*What is being asked*:
Copy out the records below word for word, from the line containing "pillar in the photo above." down through the last line of the records.

START

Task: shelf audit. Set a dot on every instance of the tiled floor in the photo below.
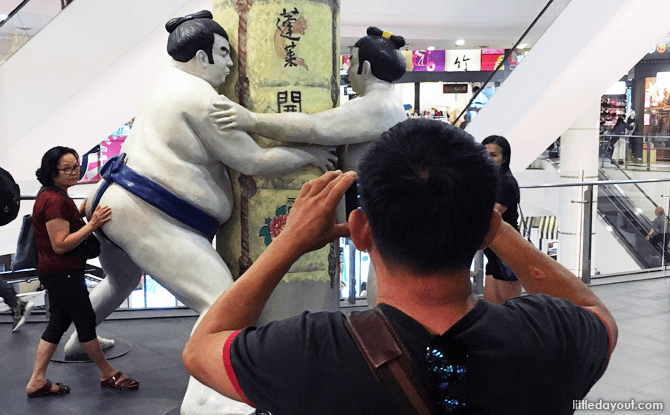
(639, 369)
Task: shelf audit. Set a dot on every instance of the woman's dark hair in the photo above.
(504, 146)
(192, 33)
(386, 61)
(49, 168)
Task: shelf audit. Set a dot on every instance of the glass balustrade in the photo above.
(24, 21)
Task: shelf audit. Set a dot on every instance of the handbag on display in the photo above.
(388, 360)
(89, 248)
(26, 247)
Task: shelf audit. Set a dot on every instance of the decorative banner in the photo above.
(287, 58)
(408, 55)
(491, 58)
(514, 57)
(468, 60)
(428, 60)
(454, 88)
(346, 62)
(92, 162)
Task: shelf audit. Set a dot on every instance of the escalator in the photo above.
(626, 209)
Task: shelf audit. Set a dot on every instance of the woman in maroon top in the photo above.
(59, 229)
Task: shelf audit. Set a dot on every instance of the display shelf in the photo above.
(611, 108)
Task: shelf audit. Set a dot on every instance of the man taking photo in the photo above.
(427, 193)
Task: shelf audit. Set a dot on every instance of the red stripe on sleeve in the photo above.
(609, 332)
(230, 371)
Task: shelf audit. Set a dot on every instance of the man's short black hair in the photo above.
(386, 61)
(428, 190)
(192, 33)
(49, 167)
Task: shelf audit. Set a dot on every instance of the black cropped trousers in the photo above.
(70, 302)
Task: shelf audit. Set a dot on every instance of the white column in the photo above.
(579, 163)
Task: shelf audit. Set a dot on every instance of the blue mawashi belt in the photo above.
(116, 171)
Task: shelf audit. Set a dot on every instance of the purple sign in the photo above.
(428, 60)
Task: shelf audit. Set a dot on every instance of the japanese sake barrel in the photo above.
(286, 56)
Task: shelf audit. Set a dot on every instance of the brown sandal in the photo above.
(126, 383)
(46, 390)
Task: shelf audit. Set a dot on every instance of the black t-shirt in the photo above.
(509, 197)
(530, 355)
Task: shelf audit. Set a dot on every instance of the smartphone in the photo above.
(352, 198)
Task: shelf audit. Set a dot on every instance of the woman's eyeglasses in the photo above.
(447, 363)
(70, 170)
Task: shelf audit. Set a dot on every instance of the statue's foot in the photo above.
(73, 347)
(201, 400)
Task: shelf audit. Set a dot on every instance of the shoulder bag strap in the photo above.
(388, 360)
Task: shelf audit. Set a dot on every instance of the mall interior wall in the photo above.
(570, 67)
(81, 77)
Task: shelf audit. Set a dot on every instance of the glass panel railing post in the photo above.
(628, 151)
(587, 235)
(479, 273)
(352, 273)
(647, 145)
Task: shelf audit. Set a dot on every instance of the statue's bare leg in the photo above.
(122, 277)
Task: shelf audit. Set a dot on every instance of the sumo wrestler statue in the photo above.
(169, 190)
(376, 62)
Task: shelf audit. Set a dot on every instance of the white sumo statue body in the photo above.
(376, 63)
(174, 144)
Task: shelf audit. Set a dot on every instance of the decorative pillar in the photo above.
(579, 163)
(286, 56)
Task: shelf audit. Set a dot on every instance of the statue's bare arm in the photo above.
(358, 121)
(238, 150)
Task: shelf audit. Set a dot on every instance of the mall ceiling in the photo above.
(423, 23)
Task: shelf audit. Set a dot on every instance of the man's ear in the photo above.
(202, 58)
(494, 227)
(367, 69)
(359, 226)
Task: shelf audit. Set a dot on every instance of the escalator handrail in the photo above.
(629, 178)
(13, 12)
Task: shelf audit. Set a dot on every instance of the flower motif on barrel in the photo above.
(273, 226)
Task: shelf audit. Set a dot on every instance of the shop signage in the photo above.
(469, 60)
(491, 58)
(455, 88)
(428, 60)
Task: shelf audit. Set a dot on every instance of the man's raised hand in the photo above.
(312, 222)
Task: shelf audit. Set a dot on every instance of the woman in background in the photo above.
(500, 283)
(59, 230)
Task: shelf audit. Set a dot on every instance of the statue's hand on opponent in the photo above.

END

*Answer for the task*:
Task: shelf audit. Set a dot on every instance of the decorative pillar in the photo above.
(579, 163)
(286, 56)
Task: shelf audit. Set a dot on every instance of the statue's bare arm in the photo above.
(358, 121)
(238, 150)
Task: shelf audit. Set a dot on every instance of the mall ceiling in the photo above.
(423, 23)
Task: shelf audit. Set a dot on every instance of the man's ear in the photo above.
(202, 58)
(494, 227)
(367, 69)
(359, 226)
Task: shelf audit. Set a dot on every instance of the escalator handrail in the photo above.
(629, 178)
(13, 12)
Task: shelf audit. Set a dot on every instance of the flower motif on barrel in the photo above.
(273, 226)
Task: shelf audit. Set a dot on every instance of the shop signage in the photo above.
(469, 60)
(491, 58)
(455, 88)
(428, 60)
Task: shelf audit. Set a dot on every instance of the man's raised hand in the photo above.
(312, 222)
Task: shelf audit. Set a dot on every instance of the woman in background in the photo above.
(500, 283)
(59, 230)
Task: shelf audit. Set a dot on every instance of the statue's hand on opponent in the photo above.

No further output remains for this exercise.